▶
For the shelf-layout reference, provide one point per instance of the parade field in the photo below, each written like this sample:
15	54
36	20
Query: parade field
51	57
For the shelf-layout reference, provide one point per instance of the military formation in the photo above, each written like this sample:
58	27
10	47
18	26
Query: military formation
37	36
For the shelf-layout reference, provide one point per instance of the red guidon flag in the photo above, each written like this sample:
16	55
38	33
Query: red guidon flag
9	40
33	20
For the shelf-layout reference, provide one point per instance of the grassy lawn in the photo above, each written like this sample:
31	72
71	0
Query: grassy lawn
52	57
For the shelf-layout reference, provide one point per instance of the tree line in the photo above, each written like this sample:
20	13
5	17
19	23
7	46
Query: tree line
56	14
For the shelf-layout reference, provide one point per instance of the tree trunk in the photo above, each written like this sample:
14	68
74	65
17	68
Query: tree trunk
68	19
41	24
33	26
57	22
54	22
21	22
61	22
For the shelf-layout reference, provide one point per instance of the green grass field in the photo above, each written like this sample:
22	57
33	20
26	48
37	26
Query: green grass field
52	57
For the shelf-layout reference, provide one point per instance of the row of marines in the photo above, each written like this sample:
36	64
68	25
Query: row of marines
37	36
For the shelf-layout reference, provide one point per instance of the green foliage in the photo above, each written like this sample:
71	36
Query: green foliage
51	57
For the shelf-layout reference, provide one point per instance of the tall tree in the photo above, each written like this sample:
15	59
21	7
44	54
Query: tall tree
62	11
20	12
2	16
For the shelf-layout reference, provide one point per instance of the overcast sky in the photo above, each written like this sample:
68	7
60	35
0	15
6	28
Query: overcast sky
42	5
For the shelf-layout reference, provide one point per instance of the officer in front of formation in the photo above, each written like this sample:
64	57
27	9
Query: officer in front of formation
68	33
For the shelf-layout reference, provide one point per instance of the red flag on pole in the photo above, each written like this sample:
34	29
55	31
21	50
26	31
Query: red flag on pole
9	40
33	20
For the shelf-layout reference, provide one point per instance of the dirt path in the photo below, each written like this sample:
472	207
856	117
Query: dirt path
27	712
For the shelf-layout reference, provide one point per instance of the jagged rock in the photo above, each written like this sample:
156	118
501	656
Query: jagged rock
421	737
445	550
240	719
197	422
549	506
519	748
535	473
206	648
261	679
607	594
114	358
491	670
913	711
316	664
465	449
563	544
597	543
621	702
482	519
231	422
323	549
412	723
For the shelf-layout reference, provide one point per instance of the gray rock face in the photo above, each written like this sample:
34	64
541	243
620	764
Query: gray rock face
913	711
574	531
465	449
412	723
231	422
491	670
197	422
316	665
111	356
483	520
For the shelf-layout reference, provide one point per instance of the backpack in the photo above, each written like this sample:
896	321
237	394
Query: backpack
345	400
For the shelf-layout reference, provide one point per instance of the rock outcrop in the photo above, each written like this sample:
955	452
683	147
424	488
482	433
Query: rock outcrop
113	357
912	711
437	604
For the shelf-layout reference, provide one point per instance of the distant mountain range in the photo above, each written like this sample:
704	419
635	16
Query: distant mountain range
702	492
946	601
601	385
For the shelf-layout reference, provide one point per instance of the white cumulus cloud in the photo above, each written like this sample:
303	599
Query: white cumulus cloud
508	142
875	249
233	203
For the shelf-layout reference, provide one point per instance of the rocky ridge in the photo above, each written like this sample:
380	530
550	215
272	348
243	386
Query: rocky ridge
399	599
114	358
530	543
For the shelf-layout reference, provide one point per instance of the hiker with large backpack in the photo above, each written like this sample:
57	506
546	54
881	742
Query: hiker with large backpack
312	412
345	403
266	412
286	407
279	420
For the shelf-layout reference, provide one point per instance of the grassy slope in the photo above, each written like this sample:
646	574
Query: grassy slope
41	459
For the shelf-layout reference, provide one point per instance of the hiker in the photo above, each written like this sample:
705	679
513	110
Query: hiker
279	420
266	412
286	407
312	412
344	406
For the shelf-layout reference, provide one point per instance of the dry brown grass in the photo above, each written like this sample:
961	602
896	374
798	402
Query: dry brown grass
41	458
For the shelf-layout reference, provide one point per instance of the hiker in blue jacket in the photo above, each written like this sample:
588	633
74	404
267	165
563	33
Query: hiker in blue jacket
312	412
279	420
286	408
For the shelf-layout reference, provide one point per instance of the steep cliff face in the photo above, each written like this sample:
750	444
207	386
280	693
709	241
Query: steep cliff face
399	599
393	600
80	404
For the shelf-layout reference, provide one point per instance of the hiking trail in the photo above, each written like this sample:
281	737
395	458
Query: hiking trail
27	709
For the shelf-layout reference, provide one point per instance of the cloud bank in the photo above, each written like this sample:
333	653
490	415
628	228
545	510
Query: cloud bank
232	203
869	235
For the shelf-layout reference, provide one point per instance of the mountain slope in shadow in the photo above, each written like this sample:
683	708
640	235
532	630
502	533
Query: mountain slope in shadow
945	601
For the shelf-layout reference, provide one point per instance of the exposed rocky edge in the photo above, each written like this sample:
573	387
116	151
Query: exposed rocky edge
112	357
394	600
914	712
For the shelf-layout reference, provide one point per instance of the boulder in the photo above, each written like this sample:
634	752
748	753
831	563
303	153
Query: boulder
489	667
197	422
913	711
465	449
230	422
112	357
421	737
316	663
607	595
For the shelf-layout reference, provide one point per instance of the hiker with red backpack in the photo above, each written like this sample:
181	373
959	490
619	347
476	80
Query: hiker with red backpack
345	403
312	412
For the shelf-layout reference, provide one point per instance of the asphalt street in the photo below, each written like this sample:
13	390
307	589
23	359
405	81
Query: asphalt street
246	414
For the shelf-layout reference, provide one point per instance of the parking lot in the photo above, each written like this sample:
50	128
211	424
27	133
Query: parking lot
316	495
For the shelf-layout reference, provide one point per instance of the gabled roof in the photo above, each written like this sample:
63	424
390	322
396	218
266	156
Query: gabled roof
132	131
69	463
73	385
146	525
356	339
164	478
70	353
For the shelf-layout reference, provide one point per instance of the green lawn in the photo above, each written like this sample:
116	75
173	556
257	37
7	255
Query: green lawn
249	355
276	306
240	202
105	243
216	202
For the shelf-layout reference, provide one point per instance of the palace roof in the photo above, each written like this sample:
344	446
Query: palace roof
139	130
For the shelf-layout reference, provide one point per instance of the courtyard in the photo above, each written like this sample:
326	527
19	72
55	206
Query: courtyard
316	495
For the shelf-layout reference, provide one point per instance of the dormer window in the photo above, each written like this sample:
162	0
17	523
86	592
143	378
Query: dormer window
◀
| REQUIREMENT |
Output all of the records above exactly as they appear.

| RESPONSE AREA |
For the shelf-layout reference, provide one point per instance of the parade field in the photo below, each written like this sample:
15	54
36	20
Query: parade field
51	57
For the shelf-layout reference, provide one point per instance of the military formation in the photo above, each written like this sample:
58	27
10	47
18	26
Query: military formation
37	36
For the shelf-layout reference, provide one point per instance of the red guidon flag in the photo above, each written like this sample:
16	55
38	33
Query: red guidon flag
9	40
33	20
For the shelf-layout reference, provide one point per instance of the grassy lawn in the photo above, each written like this sample:
31	72
71	0
Query: grassy lawn
52	57
For the shelf-layout reference, provide one point per instance of the tree line in the photo above, each written like this sample:
20	13
5	17
19	23
7	46
Query: tree line
56	14
For the shelf-layout reference, provide one point per instance of the tree trunk in the photo above, each written like this sample:
14	68
74	65
17	68
Query: tree trunk
68	19
41	24
33	26
57	22
54	22
21	22
61	22
For the shelf-layout reference, provide one point per instance of the green grass field in the photo above, each written like this sample:
22	57
33	20
26	48
37	26
Query: green grass field
52	57
For the shelf-layout reference, provide one point per instance of the row of marines in the photo above, each written like this sample:
36	64
68	25
Query: row of marines
37	36
For the shelf-layout reference, provide one point per instance of the green foliage in the photo above, each written like this sample:
71	36
Query: green foliage
51	57
For the shelf-layout reference, provide one point per instance of the tall tree in the photo above, each written like this sample:
15	59
21	7
44	54
Query: tall tree
62	11
20	12
2	16
For the shelf-layout reference, provide one point per instance of the overcast sky in the photo above, each written like this sample:
68	7
60	35
0	15
6	28
Query: overcast sky
42	5
For the shelf-layout reference, provide one point per instance of the officer in front of formation in the photo above, each written like this sample:
64	57
27	9
Query: officer in front of formation
68	33
For the shelf-layout reference, provide one point per instance of the red flag on pole in the photo above, each written like this sample:
34	29
55	31
21	50
26	31
Query: red flag on pole
9	40
33	20
For the shelf-layout reference, provide one point per instance of the dirt path in the photo below, each written like this sample:
472	207
856	117
Query: dirt path
27	712
For the shelf-layout reference, provide one point per instance of the jagged rock in the photo above, each written like this sample:
156	118
501	656
Query: jagged rock
421	737
445	550
240	719
197	422
549	506
519	748
535	473
206	648
261	679
607	594
114	358
491	670
913	711
316	664
465	449
563	544
597	543
621	702
482	519
231	422
323	549
412	723
For the shelf-layout reference, provide one point per instance of the gray rock face in the photo above, each written like this sample:
34	64
541	243
620	764
Query: gray rock face
913	711
574	531
465	449
412	723
231	422
491	670
197	422
316	665
111	356
483	520
For the shelf-layout reference, provide one point per instance of the backpack in the photo above, each written like this sample:
896	321
237	394
Query: backpack
345	400
For the shelf-layout reference, provide one point per instance of the rock outcrop in the photo above, each written like this sample:
955	452
683	147
424	488
482	433
Query: rock outcrop
113	357
912	711
437	604
For the shelf-layout reference, provide one point per instance of the distant mountain range in the photo above, each written like this sample:
704	419
635	16
Query: distant mountain range
702	492
946	601
601	385
For the shelf-layout reference, provide one point per instance of the white cumulus cloud in the photo above, each written like this sample:
303	599
Query: white cumulus cloud
508	142
875	249
233	203
For the shelf-layout reference, provide one point per instance of the rocky ridge in the photo above, each written like this sample:
380	530
550	215
272	348
243	386
Query: rocky ridge
399	599
114	358
530	543
For the shelf-layout reference, provide one point per instance of the hiker with large backpack in the photo above, each written like this sample:
57	506
546	54
881	742
Query: hiker with large backpack
312	412
345	403
266	412
286	407
279	420
For the shelf-layout reference, provide one point per instance of the grassy slope in the photo above, each written like this sample:
646	574
Query: grassy slope
41	459
For the shelf-layout reference, provide one point per instance of the hiker in the photo above, each written like this sample:
705	679
513	110
Query: hiker
279	420
266	412
286	407
312	412
344	406
For the shelf-layout reference, provide one point per instance of the dry brown grass in the photo above, each written like this sample:
961	602
896	374
798	402
Query: dry brown grass
41	458
For the shelf-layout reference, provide one point per instance of the hiker in blue jacket in the photo above, each written like this sample:
588	633
74	404
267	165
563	33
Query: hiker in blue jacket
312	412
279	420
286	408
For the shelf-layout reference, provide one point per instance of the steep cliff face in the photo above, each written like this sample:
750	444
207	386
280	693
709	241
Query: steep cliff face
399	599
393	600
80	404
For the shelf-layout reference, provide one point per instance of the hiking trail in the photo above, each written like this sample:
281	737
395	458
Query: hiking trail
27	709
For the shelf-layout reference, provide one point per instance of the cloud bank in the photo above, each written like this sample:
333	653
490	415
628	228
545	510
Query: cloud bank
232	203
869	235
For the shelf-layout reference, provide one point per instance of the mountain slope in shadow in the photo above, each written like this sample:
683	708
640	235
532	630
502	533
Query: mountain slope in shadow
945	601
For the shelf-layout reference, provide one point per instance of the exposed rocky edge in the photo above, each written like this sample:
573	387
116	151
Query: exposed rocky edge
112	357
394	600
914	712
For the shelf-layout reference, provide one point per instance of the boulder in the photo above, each written like this sample:
634	752
748	753
831	563
303	153
Query: boulder
489	667
197	422
913	711
465	449
230	422
112	357
421	737
316	663
607	595
For the shelf-layout reference, provide one point per instance of the hiker with red backpack in the photo above, each written like this sample:
181	373
959	490
619	347
476	80
Query: hiker with red backpack
345	403
312	412
For the shelf-layout reference, provide one point per instance of the asphalt street in the photo below, each written like this sample:
13	390
307	589
23	359
405	81
Query: asphalt street
246	414
For the shelf-layout reference, provide one point per instance of the parking lot in the photo above, each written like this sample:
50	128
211	424
27	133
Query: parking lot
316	495
For the shelf-layout reference, provide one point per instance of the gabled roof in the photo above, each written like this sample:
63	424
390	322
396	218
266	156
Query: gabled roof
132	131
69	463
73	385
146	525
356	339
164	478
70	353
For the shelf-layout reference, provide one point per instance of the green lawn in the photo above, each written like this sample:
116	75
173	556
257	37
7	255
Query: green lawn
249	355
276	306
240	202
105	243
216	202
For the shelf-layout reference, provide one point per instance of the palace roof in the photo above, each written like this sample:
344	446
Query: palace roof
139	130
For the shelf-layout reference, provide one point per instance of the courtyard in the photo above, each written like this sample:
326	527
19	72
55	206
Query: courtyard
316	495
For the shelf-layout reference, provide one point per instance of the dormer window in the photo above, each written like this sample:
162	0
17	523
86	592
143	378
Query: dormer window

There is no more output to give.